(Excerpts of labeled region data)
[start]

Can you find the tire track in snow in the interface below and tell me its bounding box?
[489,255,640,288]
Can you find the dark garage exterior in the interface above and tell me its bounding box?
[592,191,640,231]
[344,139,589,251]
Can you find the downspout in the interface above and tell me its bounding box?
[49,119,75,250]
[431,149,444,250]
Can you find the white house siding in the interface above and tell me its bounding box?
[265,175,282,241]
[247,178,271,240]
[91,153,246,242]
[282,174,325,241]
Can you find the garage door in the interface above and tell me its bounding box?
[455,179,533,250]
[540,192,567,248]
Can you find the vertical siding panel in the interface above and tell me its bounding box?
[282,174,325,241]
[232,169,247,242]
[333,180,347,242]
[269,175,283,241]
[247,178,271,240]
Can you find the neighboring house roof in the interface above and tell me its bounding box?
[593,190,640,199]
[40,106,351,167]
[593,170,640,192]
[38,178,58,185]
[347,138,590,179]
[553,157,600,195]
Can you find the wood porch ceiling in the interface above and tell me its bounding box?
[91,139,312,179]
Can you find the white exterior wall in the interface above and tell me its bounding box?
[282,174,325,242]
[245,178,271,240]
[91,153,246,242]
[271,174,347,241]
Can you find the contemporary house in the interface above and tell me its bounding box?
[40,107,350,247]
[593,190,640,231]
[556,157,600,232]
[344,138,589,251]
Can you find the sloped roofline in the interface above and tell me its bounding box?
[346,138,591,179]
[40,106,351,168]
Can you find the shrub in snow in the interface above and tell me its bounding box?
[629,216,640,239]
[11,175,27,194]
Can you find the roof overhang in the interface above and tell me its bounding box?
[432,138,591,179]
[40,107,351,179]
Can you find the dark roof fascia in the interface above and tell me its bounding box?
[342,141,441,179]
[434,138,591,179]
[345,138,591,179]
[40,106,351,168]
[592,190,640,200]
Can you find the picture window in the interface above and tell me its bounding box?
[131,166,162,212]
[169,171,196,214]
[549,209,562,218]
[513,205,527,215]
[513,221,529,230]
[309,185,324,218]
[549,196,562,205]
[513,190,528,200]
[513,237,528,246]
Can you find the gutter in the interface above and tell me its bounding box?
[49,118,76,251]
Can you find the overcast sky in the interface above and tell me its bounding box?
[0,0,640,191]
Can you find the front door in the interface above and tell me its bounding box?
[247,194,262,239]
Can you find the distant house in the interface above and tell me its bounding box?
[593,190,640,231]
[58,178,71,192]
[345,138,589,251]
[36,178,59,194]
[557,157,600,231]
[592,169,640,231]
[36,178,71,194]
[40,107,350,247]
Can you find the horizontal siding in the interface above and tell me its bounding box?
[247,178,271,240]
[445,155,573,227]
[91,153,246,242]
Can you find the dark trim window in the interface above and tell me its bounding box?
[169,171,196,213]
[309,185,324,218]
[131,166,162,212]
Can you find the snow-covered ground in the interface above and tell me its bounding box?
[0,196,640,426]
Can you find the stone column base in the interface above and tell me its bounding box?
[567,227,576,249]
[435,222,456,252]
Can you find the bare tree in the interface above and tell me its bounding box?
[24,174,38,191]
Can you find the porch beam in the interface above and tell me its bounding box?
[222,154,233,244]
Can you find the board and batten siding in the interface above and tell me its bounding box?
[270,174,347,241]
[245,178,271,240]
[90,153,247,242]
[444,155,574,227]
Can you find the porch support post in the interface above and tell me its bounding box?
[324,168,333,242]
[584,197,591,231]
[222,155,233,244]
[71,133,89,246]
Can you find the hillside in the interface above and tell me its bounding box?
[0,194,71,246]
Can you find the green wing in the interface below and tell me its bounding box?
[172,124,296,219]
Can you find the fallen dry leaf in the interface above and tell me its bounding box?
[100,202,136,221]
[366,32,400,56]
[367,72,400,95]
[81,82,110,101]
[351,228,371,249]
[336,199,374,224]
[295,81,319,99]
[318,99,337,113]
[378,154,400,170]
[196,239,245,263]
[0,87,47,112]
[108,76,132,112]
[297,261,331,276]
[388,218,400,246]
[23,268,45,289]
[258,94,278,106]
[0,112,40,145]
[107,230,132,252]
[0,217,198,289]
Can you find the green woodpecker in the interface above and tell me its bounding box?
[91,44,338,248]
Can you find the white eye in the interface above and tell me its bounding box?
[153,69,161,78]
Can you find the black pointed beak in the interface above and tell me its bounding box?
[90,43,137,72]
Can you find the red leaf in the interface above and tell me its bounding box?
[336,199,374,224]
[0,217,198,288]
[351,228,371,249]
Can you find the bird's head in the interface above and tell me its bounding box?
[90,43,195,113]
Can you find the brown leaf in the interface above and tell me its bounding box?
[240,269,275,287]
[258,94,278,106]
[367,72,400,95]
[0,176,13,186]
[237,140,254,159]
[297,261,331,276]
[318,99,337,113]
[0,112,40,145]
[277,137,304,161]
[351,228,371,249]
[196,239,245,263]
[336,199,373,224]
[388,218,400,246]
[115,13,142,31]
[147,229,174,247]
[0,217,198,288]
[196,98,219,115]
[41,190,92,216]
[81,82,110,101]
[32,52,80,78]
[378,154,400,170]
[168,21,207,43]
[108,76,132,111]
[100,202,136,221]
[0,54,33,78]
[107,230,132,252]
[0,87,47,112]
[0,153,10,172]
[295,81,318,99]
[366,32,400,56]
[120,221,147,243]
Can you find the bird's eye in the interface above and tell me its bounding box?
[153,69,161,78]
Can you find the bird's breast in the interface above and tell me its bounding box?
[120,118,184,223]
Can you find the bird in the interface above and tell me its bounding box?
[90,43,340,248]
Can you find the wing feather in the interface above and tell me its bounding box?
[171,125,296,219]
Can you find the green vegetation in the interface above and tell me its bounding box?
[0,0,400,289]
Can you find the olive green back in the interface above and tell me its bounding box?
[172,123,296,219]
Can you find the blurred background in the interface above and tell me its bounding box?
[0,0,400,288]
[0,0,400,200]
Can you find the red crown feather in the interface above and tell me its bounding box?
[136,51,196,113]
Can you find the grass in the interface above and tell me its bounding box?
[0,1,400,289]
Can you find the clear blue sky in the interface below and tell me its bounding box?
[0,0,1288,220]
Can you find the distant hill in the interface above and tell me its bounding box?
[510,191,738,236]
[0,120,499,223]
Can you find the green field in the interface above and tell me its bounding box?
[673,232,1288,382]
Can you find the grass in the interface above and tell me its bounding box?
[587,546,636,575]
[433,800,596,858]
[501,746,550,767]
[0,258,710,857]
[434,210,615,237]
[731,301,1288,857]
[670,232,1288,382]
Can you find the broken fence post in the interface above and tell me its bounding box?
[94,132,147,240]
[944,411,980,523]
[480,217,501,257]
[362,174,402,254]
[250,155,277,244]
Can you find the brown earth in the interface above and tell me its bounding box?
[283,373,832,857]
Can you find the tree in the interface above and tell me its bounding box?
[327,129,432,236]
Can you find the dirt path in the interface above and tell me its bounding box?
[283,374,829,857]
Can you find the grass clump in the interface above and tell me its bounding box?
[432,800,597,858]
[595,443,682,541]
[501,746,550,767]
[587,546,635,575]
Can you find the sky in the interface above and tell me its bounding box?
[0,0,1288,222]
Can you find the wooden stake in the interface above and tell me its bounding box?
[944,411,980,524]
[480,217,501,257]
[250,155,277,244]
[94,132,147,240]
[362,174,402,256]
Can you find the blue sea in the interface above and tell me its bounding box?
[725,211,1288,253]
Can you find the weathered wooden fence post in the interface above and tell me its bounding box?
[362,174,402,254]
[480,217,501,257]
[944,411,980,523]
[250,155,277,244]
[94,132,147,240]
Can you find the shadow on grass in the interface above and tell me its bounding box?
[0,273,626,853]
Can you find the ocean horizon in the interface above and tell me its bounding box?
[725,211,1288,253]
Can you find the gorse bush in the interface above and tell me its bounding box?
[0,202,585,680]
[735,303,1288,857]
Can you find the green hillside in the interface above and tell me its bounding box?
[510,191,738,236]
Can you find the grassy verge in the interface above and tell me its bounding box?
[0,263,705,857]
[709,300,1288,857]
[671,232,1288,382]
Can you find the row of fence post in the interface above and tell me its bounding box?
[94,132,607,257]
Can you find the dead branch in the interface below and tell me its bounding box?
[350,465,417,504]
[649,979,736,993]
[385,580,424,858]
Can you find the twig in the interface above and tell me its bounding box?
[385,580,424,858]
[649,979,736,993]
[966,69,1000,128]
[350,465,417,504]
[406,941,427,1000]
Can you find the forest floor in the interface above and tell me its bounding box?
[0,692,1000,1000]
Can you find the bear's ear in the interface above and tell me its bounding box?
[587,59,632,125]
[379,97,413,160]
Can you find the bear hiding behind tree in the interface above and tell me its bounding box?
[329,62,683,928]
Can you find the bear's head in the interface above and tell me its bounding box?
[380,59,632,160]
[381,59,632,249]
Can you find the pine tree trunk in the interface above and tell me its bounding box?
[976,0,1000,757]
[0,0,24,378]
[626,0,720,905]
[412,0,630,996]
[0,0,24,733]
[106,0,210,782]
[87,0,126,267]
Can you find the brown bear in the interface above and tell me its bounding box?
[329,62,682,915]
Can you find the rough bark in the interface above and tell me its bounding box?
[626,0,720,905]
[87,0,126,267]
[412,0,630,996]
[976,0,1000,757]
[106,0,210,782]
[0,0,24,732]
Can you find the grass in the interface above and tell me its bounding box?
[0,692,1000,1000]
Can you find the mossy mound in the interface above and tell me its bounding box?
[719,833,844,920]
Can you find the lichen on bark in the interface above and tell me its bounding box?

[end]

# WHAT THIS TASK INVOLVES:
Extract the lines of the records above verbatim, from the line containing "Can you find the stone" up to and including the line containing "[222,154,233,244]".

# OUTPUT BELOW:
Can you find the stone column base in the interface above and tell me its bounding box?
[567,227,576,249]
[435,222,456,252]
Can you find the bare tree in the interface above and tell me its bounding box?
[24,174,38,191]
Can you find the porch beam in the interface above and tell me its bounding box?
[222,154,233,244]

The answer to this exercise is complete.